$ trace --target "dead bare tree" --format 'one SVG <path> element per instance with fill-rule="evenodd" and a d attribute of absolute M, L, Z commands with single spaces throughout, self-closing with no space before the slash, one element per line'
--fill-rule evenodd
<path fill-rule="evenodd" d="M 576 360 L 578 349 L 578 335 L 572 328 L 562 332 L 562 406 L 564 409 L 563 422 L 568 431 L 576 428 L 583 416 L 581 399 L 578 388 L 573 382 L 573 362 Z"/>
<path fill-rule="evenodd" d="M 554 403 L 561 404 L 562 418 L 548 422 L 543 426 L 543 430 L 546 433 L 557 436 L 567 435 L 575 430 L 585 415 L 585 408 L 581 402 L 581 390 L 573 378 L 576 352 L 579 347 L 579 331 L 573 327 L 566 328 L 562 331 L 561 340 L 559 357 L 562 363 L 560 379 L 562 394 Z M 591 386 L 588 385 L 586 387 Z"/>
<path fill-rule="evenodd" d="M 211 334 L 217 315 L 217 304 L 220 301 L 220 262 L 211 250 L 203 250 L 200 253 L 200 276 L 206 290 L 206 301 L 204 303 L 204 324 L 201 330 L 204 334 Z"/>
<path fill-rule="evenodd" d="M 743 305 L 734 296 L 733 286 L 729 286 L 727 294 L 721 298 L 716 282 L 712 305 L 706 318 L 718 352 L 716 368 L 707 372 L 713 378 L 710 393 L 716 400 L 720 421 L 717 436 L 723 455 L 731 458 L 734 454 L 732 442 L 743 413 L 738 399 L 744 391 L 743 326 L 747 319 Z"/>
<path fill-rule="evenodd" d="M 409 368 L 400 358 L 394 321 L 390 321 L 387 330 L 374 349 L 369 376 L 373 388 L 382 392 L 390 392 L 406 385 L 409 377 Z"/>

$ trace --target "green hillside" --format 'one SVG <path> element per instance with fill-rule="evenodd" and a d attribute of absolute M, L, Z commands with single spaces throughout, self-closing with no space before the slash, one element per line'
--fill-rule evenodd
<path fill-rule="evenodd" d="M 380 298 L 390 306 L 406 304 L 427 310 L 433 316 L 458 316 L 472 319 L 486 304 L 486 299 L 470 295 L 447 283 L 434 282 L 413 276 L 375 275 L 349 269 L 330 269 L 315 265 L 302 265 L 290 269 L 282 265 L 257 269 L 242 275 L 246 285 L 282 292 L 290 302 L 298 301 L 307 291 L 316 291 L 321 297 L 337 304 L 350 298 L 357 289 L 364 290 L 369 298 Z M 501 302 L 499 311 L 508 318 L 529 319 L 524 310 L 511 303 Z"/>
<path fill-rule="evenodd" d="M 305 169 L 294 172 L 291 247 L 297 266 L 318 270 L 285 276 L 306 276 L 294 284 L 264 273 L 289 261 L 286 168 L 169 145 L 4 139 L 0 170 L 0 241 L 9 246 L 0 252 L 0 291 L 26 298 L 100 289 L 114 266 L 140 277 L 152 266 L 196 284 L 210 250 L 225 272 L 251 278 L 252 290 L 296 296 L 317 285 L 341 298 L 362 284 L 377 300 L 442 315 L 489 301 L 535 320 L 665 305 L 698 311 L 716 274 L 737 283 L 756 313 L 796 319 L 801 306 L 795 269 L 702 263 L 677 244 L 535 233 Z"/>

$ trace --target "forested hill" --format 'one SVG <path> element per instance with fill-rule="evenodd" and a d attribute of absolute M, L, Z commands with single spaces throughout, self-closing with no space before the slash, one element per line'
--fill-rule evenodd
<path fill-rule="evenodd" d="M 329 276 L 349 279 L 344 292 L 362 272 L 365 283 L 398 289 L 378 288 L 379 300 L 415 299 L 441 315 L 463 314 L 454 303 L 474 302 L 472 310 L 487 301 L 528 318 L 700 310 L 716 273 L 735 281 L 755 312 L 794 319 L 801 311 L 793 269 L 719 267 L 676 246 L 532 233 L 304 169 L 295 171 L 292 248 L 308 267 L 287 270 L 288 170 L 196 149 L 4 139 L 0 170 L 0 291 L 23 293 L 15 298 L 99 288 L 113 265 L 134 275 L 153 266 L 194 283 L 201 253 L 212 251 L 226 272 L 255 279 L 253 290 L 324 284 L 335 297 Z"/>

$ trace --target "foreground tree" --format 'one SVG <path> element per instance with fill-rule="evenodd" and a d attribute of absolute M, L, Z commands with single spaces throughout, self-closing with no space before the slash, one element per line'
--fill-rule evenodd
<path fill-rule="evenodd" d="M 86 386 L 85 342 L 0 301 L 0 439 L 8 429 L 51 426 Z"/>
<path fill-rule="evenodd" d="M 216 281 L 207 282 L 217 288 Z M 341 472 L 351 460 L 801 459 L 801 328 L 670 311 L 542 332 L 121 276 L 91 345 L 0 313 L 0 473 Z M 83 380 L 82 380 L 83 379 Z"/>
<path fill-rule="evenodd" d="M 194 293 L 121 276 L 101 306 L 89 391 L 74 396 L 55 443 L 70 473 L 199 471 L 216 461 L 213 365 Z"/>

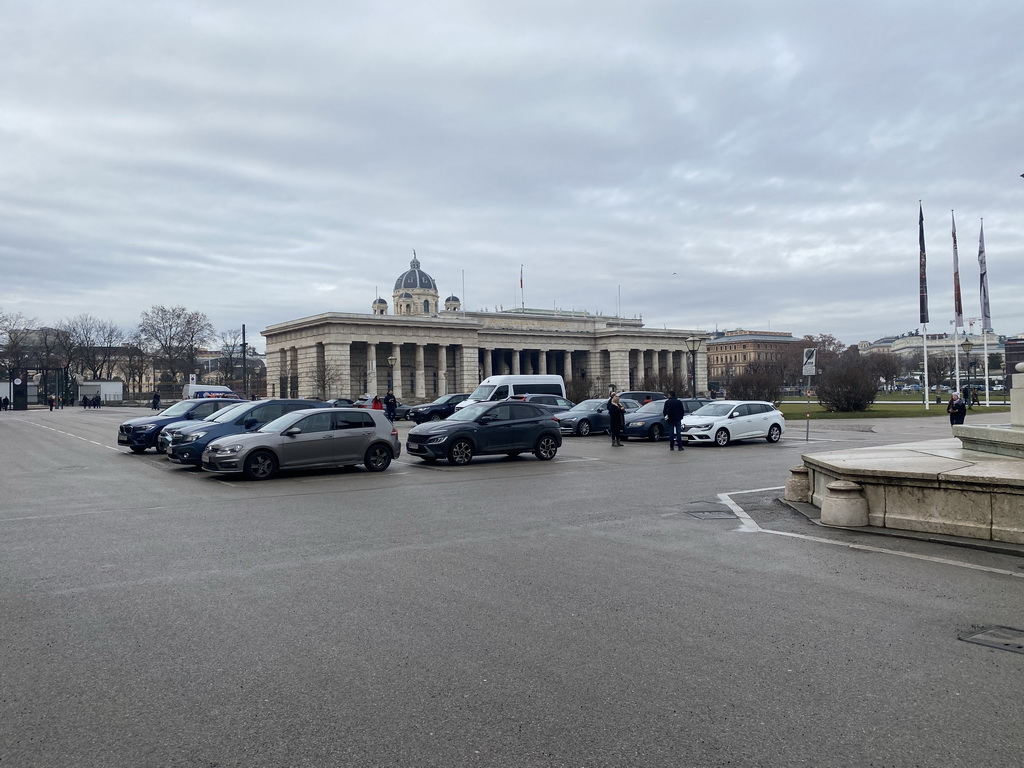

◆ What needs to be done ◆
Among the entries above, identify all lines with "tree" and copy them.

◆ Written solution ◆
$ trace --target "dead bare tree" --format 'one SVG <path> element per instance with fill-rule="evenodd" and a d attribute of absolute M, L, Z commands with single spaces throughout, self-closing with no space before the slash, one element per line'
$ trace --target "foreground tree" --format 'one SVG <path> element per instance with fill-rule="evenodd" and a d attribute of absolute M, L, Z commands with single spaces throughout, self-closing with no space before the slash, one element per line'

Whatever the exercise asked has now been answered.